(Stored entries)
● ● ●

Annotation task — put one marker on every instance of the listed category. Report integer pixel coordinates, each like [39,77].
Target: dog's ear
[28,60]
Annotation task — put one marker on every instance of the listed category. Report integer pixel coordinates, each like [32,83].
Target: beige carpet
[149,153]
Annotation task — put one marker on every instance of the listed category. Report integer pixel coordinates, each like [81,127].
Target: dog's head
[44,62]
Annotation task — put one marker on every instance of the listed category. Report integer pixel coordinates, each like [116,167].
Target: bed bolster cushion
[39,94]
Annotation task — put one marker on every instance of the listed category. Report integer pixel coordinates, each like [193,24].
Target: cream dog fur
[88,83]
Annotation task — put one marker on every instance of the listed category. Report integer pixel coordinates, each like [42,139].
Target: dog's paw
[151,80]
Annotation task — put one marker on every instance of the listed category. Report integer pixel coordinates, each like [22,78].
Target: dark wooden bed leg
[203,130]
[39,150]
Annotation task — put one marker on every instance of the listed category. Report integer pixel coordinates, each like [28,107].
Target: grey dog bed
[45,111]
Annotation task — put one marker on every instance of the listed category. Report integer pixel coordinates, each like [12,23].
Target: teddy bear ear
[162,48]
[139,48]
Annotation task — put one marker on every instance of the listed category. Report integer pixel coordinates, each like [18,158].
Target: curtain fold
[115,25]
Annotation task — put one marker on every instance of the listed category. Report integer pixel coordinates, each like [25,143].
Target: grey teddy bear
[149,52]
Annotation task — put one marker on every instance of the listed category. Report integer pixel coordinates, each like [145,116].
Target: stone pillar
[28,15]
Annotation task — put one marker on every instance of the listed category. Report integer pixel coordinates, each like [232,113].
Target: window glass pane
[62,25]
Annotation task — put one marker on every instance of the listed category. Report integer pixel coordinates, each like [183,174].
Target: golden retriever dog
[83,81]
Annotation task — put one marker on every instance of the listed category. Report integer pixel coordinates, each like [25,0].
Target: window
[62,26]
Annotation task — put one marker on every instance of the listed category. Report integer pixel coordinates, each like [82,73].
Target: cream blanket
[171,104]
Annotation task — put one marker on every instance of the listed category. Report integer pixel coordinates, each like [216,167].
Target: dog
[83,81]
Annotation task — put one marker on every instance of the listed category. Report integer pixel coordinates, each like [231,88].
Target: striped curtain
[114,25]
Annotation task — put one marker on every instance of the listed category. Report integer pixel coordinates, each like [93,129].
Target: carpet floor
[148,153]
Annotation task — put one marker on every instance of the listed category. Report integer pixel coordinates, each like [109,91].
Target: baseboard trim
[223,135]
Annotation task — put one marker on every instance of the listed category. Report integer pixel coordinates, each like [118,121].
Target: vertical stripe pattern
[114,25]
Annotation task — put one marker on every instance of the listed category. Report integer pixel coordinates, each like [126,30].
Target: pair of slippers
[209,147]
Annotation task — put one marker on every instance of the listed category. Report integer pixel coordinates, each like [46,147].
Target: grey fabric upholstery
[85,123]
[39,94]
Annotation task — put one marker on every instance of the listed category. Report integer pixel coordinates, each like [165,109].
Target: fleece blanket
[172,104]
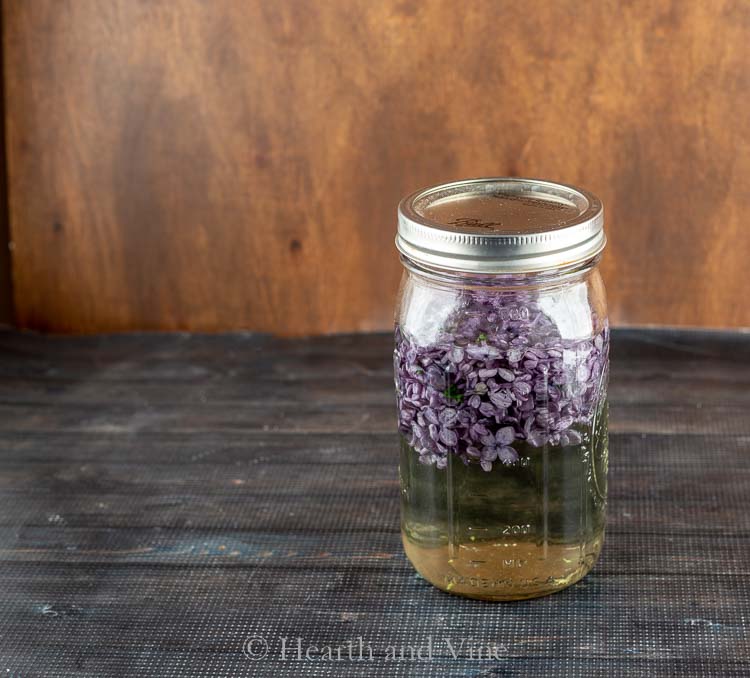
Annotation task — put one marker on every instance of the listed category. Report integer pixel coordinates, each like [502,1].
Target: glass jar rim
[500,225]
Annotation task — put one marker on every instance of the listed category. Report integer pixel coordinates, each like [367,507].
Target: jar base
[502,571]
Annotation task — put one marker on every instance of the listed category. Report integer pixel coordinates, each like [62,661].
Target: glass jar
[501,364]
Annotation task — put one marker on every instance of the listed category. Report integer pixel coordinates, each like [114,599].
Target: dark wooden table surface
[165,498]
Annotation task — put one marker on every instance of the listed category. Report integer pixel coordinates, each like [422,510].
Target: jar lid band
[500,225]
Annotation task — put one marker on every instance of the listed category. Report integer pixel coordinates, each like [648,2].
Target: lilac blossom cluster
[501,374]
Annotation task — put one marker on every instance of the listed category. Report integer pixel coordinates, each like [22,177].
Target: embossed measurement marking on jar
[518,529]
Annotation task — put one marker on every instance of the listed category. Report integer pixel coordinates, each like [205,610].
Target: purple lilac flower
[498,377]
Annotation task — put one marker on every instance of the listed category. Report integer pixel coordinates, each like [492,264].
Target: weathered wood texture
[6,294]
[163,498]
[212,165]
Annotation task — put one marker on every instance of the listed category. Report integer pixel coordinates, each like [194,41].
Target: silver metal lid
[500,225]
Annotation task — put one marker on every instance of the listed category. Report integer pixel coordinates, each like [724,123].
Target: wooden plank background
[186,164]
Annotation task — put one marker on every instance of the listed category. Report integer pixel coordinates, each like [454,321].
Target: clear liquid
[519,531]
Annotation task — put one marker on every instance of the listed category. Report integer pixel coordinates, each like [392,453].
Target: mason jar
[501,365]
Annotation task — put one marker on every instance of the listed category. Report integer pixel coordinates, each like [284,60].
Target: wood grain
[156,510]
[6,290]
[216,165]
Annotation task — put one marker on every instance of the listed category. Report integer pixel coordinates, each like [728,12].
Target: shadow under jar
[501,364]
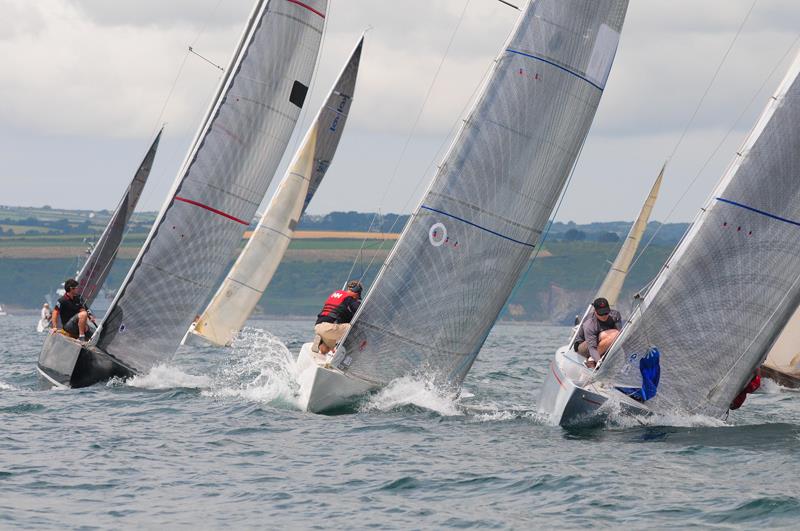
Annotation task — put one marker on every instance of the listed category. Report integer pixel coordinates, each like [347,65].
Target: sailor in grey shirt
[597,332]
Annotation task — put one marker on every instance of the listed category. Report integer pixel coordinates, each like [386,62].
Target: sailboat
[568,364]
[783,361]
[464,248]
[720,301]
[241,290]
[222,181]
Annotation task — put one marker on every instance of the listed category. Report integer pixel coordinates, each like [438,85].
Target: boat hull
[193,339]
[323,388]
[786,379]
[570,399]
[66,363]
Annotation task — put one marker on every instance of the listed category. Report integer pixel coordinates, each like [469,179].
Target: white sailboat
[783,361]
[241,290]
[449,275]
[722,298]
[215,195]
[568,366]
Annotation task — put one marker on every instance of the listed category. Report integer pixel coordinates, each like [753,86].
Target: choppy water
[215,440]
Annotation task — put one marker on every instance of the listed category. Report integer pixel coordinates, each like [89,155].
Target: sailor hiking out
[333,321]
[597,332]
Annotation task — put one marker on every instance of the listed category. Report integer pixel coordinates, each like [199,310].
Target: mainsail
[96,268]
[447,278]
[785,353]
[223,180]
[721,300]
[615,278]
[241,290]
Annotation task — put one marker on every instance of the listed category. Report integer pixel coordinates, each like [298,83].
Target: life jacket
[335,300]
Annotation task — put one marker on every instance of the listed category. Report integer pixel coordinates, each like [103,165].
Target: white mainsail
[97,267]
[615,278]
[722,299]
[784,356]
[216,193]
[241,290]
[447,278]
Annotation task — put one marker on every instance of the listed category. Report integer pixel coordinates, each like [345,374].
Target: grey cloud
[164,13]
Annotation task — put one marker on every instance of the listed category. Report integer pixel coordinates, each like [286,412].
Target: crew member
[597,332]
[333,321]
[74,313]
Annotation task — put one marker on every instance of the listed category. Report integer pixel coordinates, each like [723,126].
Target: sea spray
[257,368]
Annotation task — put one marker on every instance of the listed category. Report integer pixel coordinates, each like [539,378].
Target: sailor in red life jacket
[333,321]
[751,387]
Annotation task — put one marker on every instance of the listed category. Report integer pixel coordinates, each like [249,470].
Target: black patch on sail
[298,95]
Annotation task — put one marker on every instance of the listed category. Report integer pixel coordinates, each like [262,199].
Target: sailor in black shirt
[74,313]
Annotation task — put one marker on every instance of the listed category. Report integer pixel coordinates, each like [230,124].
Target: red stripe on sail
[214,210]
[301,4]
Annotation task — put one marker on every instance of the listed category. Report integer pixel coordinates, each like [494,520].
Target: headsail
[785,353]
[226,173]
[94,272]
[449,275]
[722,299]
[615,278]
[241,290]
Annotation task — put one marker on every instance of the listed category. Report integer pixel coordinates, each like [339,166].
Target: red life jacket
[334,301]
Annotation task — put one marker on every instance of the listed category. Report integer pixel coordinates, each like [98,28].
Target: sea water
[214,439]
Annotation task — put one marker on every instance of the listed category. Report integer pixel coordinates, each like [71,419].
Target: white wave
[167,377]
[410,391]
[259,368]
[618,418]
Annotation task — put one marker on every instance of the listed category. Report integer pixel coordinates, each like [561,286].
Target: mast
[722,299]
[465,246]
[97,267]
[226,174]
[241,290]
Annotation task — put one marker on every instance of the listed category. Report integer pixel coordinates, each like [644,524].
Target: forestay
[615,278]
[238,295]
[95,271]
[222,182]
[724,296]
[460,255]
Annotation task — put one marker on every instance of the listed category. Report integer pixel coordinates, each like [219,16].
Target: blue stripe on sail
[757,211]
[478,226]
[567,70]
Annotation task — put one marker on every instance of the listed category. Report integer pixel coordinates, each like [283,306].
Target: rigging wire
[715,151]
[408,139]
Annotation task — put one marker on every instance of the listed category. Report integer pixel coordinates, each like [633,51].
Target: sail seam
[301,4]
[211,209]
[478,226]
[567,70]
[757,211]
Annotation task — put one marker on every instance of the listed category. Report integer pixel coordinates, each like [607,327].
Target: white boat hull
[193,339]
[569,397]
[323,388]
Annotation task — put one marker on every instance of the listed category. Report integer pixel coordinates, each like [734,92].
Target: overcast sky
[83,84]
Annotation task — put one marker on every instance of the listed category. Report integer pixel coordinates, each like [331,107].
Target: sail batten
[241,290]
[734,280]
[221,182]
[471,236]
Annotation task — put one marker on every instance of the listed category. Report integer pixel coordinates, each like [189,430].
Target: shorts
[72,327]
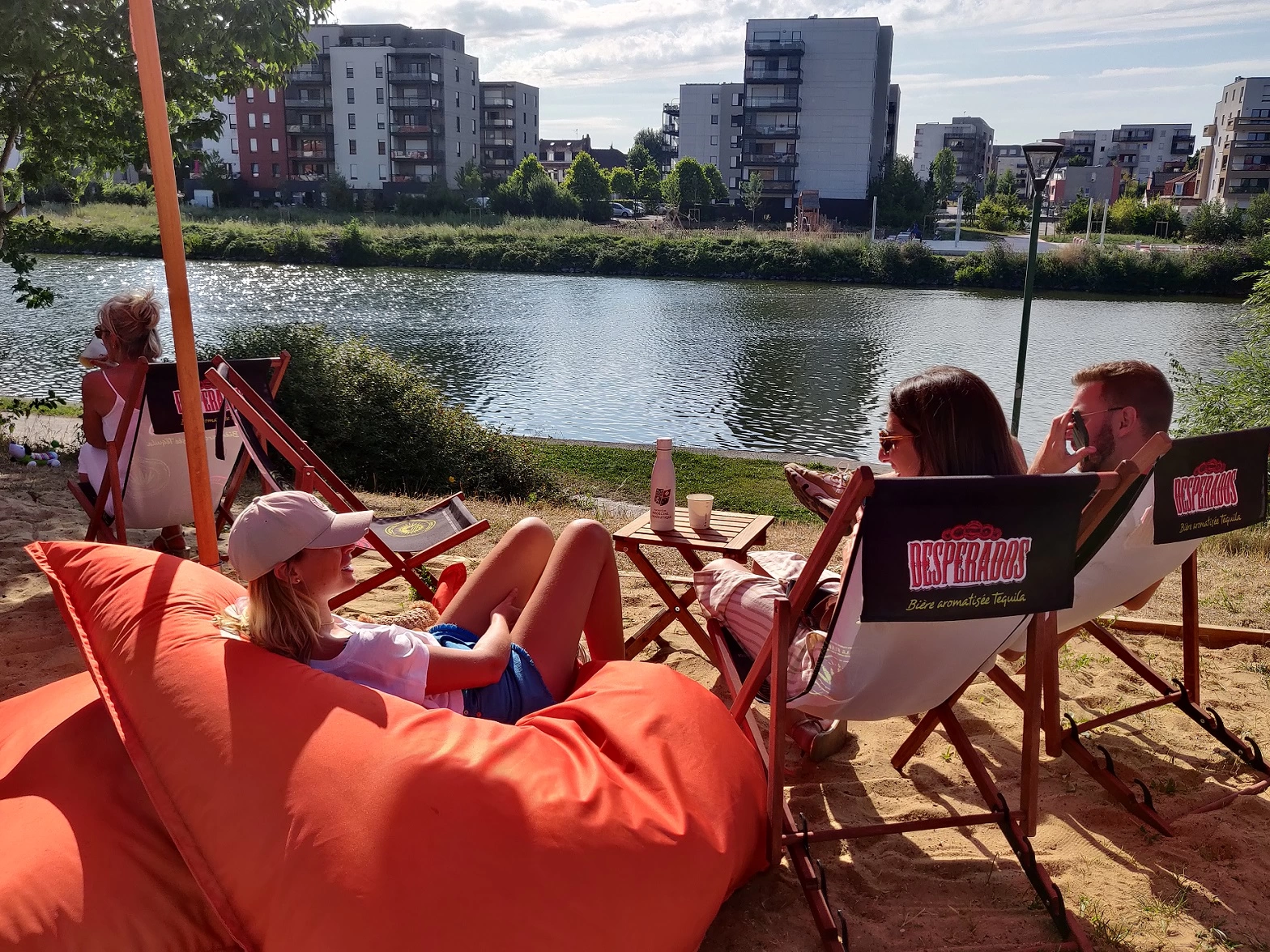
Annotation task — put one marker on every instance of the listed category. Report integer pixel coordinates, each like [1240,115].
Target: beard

● ● ●

Task prompt:
Working from the data above, extract solely the lines from the one containing "each like [82,73]." through the one containing "each like [46,147].", exactly as they appear, both included.

Exercise output:
Annotation task — put one marker on every instance of the listed category. Report integer pixel coordinates, each like [82,73].
Target: cream blanket
[171,104]
Annotation task — put one marker on every instance of the listed category. Report integer pixel coordinates, each like [216,167].
Target: dog
[83,81]
Annotation task — put one marker on every instance of the listed category. Report integer pixel coordinates, each like [231,88].
Target: striped curtain
[114,25]
Annotation task — put one marker on every instance of the listed category. Report integer pixel coordinates, each like [93,129].
Target: carpet floor
[148,153]
Annotation task — put one marker on every instance of the listed category. Report integer pixel coordinates, each like [109,91].
Target: baseboard trim
[223,135]
Annotation task — put one marker on every instance of the listed category. Report integer pixel coordinates, each like [118,121].
Target: vertical stripe pattern
[114,25]
Annotation task — put one marker on every instance of the listed category. Report integer pixel coordinates, each like [126,30].
Target: pair of slippers
[209,147]
Annotation task — put one marker on every instance of the listed category. Report integer pixel coordinates, each like [46,147].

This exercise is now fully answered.